PROVIDED ENTRIES:

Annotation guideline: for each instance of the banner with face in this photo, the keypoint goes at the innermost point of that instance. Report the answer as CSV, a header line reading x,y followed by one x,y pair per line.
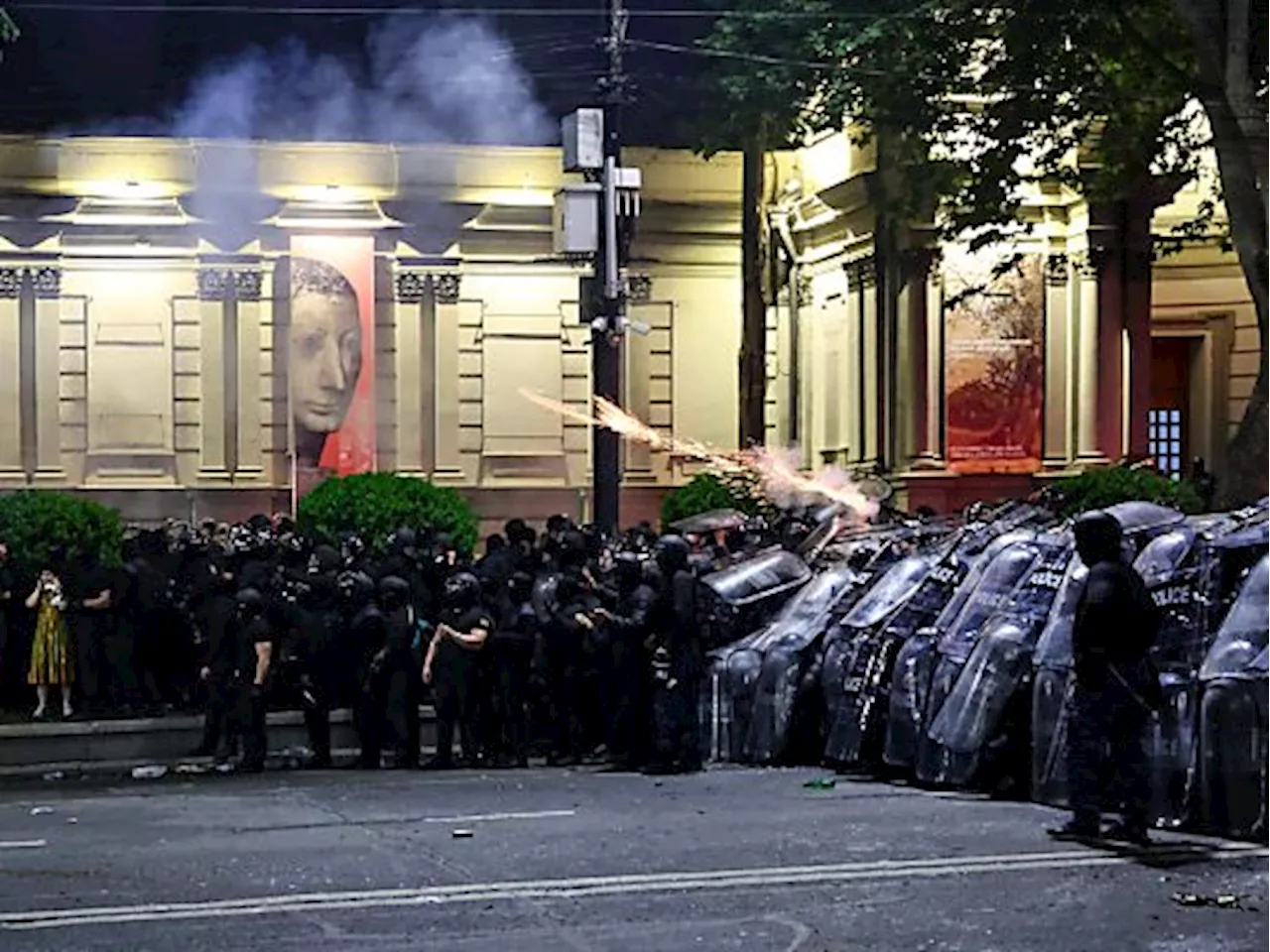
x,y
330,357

==

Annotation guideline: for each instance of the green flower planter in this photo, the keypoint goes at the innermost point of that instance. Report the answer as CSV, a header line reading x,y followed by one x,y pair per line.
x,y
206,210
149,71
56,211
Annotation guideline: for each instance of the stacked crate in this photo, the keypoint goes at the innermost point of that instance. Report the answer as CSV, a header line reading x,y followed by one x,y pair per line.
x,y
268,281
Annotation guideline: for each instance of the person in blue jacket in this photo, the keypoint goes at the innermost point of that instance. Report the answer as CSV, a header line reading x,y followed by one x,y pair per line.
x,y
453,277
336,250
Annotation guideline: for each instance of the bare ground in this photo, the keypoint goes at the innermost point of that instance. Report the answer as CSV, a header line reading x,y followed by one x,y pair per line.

PROBLEM:
Repeat, exactly as they stand above, the lines from the line with "Annotation guideline: for each instance of the person" to the line with "Annotation guideline: for each instance of the bare", both lines included.

ANSWER SECTION:
Annotation guideline: for each instance of the person in blue jacket in this photo, the keypoint goes at the innermost point of that instance. Report the answer as CSV, a header line reading x,y followed by one x,y pair per line.
x,y
453,277
336,250
Annotation guideline: for each instance of the bare ground in this photo, the keypoint goes at the innermost point of that instance. Report the answer as CSV, a header line reading x,y followed by one x,y pair per line.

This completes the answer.